- _ACTIVITY 1_
List every neighborhood or area of the city named in the opening sentence of the interview below.
- _ACTIVITY 2_
Print the interview passage below between "When I first" and "get it done.", inclusive, without changing any wording.

==== TEXT BLOCK

But it’s not just Chinatown, it’s on the Lower East Side, it’s Lower Manhattan and further downtown in FiDi and Tribeca. Sadly, more and more store keeps closing so what we need to do is we need to really work with not just the [Small Business Administration] that’s providing [Paycheck Protection Program] and economic relief, but we need to be more proactive in helping businesses revitalize themselves. [The city’s Small Business Services] needs to be able to provide language assistance to business owners. Many business owners are immigrants. Many of them are not proficient in English, they may not even be able to get on the internet. If they don’t have internet access, they need to get internet access. So the SBS ambassadors - they need to have ambassadors who speak the language of the neighborhood. They need to be able to speak Spanish, Chinese languages and they need to be able to speak Bengali. We need these businesses to reopen.

Over the course of the year there’s been an uptick in gun violence and other sorts of violent crime, but at the same time there remains a call to reform the NYPD – how you negotiate those two needs of keeping the city safe while reforming policing?

Police misconduct and brutality has hurt many, many people across the city, especially black and brown communities. We need to reform the NYPD, and try to get that trust back in the community. What I believe we need to do is reallocate some of their budget, incorporate programs for the youth: providing them with after school programs, mentorships, and internship program. That will help them stay on the path to becoming a productive member of the community. And I strongly believe that the police should not be the leading responder to mental health crisis incidents. We need mental health professionals. We also need to have check and balance within the police department. We need to give authority to the Civilian Complaint Review Board so they can execute the recommendations upon completion of a review or investigation in which an officer is found violating the law or common rule.

Howard Hughes Corporation’s proposal to build a 324-foot tower within the South Street Seaport Historic District has divided neighbors downtown. Is that a project you support, why or why not?

I have come to the conclusion that this project is not a project that I will support. I am opposed to it in the way that it is presented. That height is out of sync with that area of the Seaport. I believe we need to keep the South Street Seaport in a way that is respectful, and also showcases the legacy of this part of the city for generations to come. So, building another glass tower there or another high rise building that is beyond what is currently zoned for is not something that I will support. For the developers who say, “Oh, we’re gonna provide affordable housing,” ... they’re not providing a whole lot of affordable housing there. It started with 100 or so units and now it’s down to 70 units in the last proposal that they have presented. That’s an insult. I don’t know how else to say it. They can build to the current zoning or they can get the transfer rights to build further into other parts of Lower Manhattan where there are available spaces. If the project is to be built here, I would only support it if the height is kept to the current zoning.

What’s something not related to your platform that you want voters to know about you?

When I first came to this country, my grandmother had a little coffee shop in Chinatown. The coffee shop wasn’t making a whole lot of money. But when people in need came in and ate, and she didn’t charge them. When there were people in need, she helped. So she instilled in her four grandkids that no matter what we have or how much we have, we always help people. That really stuck with me and with the other kids, and I’ve been volunteering since I was 13 years old. So I am someone who if I see something and if I can do something about it, I get it done.

========
==== EXERCISE DATA

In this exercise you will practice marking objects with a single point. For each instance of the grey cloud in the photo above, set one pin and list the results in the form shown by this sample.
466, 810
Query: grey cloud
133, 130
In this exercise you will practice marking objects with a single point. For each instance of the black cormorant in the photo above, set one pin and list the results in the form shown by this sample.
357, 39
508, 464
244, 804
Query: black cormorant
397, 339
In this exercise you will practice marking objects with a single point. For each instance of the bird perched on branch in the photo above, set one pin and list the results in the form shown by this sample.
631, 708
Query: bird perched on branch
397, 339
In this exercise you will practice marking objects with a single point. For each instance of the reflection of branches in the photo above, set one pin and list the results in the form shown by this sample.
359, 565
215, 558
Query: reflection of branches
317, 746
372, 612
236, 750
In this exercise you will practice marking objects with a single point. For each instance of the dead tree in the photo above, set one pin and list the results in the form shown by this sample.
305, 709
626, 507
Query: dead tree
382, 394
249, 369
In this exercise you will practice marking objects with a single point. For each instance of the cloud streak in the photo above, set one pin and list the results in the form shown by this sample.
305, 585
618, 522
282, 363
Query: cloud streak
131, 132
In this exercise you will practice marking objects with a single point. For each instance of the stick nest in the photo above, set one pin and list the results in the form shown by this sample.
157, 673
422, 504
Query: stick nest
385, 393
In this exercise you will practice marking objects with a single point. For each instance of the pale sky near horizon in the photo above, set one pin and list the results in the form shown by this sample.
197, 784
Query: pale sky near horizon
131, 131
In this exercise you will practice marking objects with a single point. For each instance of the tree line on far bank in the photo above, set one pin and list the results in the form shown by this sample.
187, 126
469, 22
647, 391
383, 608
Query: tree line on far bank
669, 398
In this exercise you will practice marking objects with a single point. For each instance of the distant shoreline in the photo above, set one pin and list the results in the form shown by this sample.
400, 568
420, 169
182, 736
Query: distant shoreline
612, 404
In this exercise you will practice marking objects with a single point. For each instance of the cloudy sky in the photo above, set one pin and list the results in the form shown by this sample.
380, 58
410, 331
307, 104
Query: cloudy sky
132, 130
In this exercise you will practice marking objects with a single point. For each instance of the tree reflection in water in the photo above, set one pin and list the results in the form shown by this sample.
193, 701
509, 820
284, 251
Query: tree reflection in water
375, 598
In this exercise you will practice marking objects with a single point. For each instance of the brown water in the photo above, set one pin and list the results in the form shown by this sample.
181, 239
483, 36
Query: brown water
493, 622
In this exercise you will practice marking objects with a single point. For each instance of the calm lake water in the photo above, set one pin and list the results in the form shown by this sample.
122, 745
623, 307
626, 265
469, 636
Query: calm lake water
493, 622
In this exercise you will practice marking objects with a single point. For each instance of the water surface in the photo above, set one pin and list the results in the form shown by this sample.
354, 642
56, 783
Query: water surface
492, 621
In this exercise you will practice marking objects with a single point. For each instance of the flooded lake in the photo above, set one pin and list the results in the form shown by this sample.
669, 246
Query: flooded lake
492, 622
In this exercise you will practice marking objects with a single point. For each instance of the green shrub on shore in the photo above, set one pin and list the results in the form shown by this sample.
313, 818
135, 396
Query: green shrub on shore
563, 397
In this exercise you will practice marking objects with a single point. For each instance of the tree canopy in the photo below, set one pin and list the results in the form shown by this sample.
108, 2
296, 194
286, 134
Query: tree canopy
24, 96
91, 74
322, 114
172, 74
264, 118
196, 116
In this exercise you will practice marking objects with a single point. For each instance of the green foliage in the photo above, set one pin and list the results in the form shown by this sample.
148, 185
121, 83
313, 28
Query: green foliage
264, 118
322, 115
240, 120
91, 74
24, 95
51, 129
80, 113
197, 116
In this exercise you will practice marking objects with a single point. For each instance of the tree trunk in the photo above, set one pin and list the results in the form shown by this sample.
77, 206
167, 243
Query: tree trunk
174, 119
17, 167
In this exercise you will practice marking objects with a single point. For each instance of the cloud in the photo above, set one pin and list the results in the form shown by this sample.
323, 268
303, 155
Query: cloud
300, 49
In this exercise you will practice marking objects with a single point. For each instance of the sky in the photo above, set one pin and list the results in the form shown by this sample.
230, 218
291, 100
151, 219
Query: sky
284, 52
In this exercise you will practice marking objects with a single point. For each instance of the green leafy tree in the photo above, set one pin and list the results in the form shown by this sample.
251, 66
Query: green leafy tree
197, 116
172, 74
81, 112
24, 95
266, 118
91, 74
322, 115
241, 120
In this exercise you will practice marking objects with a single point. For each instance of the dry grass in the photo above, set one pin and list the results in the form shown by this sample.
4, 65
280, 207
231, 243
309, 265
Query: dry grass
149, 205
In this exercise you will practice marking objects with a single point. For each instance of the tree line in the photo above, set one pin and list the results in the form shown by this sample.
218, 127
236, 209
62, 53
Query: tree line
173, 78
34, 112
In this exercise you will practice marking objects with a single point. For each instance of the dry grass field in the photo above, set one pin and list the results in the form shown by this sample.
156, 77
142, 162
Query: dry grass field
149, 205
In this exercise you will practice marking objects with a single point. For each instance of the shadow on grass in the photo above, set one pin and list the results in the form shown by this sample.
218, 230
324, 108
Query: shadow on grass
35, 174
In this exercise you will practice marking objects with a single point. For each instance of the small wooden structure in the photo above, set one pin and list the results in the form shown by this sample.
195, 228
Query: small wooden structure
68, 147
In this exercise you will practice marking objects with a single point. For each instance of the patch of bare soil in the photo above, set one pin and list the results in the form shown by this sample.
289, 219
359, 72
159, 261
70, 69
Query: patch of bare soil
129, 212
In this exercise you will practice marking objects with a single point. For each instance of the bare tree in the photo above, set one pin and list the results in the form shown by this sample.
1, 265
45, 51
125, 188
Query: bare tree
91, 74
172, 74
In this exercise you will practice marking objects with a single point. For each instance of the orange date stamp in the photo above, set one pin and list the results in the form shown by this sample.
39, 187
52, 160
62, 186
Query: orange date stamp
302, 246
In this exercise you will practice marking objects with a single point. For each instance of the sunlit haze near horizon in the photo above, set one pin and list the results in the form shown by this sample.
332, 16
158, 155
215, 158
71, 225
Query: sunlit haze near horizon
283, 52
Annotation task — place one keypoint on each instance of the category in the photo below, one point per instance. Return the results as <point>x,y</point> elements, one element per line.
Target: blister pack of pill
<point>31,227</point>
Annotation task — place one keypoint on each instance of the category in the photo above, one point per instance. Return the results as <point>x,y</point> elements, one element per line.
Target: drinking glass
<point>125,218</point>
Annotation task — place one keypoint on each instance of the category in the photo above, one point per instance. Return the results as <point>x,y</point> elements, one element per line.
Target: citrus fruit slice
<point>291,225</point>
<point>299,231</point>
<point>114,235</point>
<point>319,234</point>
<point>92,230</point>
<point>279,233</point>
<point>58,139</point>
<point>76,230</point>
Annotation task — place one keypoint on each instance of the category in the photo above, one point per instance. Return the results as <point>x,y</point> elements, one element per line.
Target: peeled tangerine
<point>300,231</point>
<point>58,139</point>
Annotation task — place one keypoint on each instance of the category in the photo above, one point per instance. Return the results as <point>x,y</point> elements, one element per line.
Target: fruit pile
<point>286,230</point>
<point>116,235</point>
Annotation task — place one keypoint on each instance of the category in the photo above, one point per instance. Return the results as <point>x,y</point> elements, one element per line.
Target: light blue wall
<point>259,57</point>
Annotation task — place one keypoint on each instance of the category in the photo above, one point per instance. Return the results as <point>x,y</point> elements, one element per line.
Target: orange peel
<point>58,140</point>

========

- _ANSWER 1_
Chinatown
Lower East Side
Lower Manhattan
FiDi
Tribeca

- _ANSWER 2_
When I first came to this country, my grandmother had a little coffee shop in Chinatown. The coffee shop wasn’t making a whole lot of money. But when people in need came in and ate, and she didn’t charge them. When there were people in need, she helped. So she instilled in her four grandkids that no matter what we have or how much we have, we always help people. That really stuck with me and with the other kids, and I’ve been volunteering since I was 13 years old. So I am someone who if I see something and if I can do something about it, I get it done.